#### Directives
**a)** In the PITR COPY failure thread below, what number of rows in test0.dat is the smallest that makes recovery fail on the second log?
**b)** Continue the PITR COPY failure thread below, starting after its last line.

#### Selection
◆ ◆ ◆ ◆

PITR COPY Failure (was Point in Time Recovery)

From: Mark Kirkwood <markir(at)coretech(dot)co(dot)nz>
To: Simon Riggs <simon(at)2ndquadrant(dot)com>
Cc: pgsql-hackers(at)postgresql(dot)org
Subject: PITR COPY Failure (was Point in Time Recovery)
Date: 2004-07-18 05:50:11
Message-ID: 40FA0F93.8010607@coretech.co.nz
Views: Raw Message | Whole Thread | Download mbox | Resend email
Thread:
Lists: pgsql-admin pgsql-hackers pgsql-patches

I decided to produce a nice simple example, so that anyone could
hopefully replicate what I am seeing.

The scenario is the same as before (the 11 steps), but the CREATE TABLE
and COPY step has been reduced to:

CREATE TABLE test0 (filler VARCHAR(120));
COPY test0 FROM '/data0/dump/test0.dat' USING DELIMITERS ',';

Now the file 'test0.dat' consists of (128293) identical lines, each of
109 'a' charactors (plus end of line)

A script to run the whole business can be found here :

http://homepages.paradise.net.nz/markir/download/pitr-bug.tar.gz

(It will need a bit of editing for things like location of Pg, PGDATA,
and you will need to make your own data file)

The main points of interest are:
- anything <=128392 rows in test0.dat results in 1 archived log, and the
recovery succeeds
- anything >=128393 rows in test0.dat results in 2 or more archived
logs, and recovery fails on the second log (and gives the zero length
redo at 0/1FFFFE0 message).

Let me know if I can do any more legwork on this (I am considering
re-compiling with WAL_DEBUG now that example is simpler)

regards

Mark

Simon Riggs wrote:

>On Thu, 2004-07-15 at 10:47, Mark Kirkwood wrote:
>
>
>>I tried what I thought was a straightforward scenario, and seem to have
>>broken it :-(
>>
>>Here is the little tale
>>
>>1) initdb
>>2) set archive_mode and archive_dest in postgresql.conf
>>3) startup
>>4) create database called 'test'
>>5) connect to 'test' and type 'checkpoint'
>>6) backup PGDATA using 'tar -zcvf'
>>7) create tables in 'test' and add data using COPY (exactly 2 logs worth)
>>8) shutdown and remove PGDATA
>>9) recover using 'tar -zxvf'
>>10) copy recovery.conf into PGDATA
>>11) startup
>>
>>This is what I get :
>>
>>LOG: database system was interrupted at 2004-07-15 21:24:04 NZST
>>LOG: recovery command file found...
>>LOG: restore_program = cp %s/%s %s
>>LOG: recovery_target_inclusive = true
>>LOG: recovery_debug_log = true
>>LOG: starting archive recovery
>>LOG: restored log file "0000000000000000" from archive
>>LOG: checkpoint record is at 0/A48054
>>LOG: redo record is at 0/A48054; undo record is at 0/0; shutdown FALSE
>>LOG: next transaction ID: 496; next OID: 25419
>>LOG: database system was not properly shut down; automatic recovery in
>>progress
>>LOG: redo starts at 0/A48094
>>LOG: restored log file "0000000000000001" from archive
>>LOG: record with zero length at 0/1FFFFE0
>>LOG: redo done at 0/1FFFF30
>>LOG: restored log file "0000000000000001" from archive
>>LOG: restored log file "0000000000000001" from archive
>>PANIC: concurrent transaction log activity while database system is
>>shutting down
>>LOG: startup process (PID 13492) was terminated by signal 6
>>LOG: aborting startup due to startup process failure
>>
>>The concurrent access is a bit of a puzzle, as this is my home machine
>>(i.e. I am *sure* noone else is connected!)

◆ ◆ ◆ ◆

#### Dataset entries
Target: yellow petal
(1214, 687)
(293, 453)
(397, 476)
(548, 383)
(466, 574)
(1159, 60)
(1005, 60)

◆ ◆ ◆ ◆

#### Outputs by task
**a)** 128393 rows.

**b)**
>>
>>
>>
>
>I can see what is wrong now, but you'll have to help me on details your
>end...
>
>The log shows that xlog 1 was restored from archive. It contains a zero
>length record, which indicates that it isn't yet full (or thats what the
>existing recovery code assumes it means). Which also indicates that it
>should never have been archived in the first place, and should not
>therefore be a candidate for a restore from archive.
>
>The double message "restored log file" can only occur after you've
>retrieved a partially full file from archive - which as I say, shouldn't
>be there.
>
>Other messages are essentially spurious in those circumstances.
>
>Either:
>- somehow the files have been mixed up in the archive directory, which
>is possible if the filing discipline is not strict - various ways,
>unfortunately I would guess this to be the most likely, somehow
>- the file that has been restored has been damaged in some way
>- the archiver has archived a file too early (very unlikely, IMHO -
>thats the most robust bit of the code)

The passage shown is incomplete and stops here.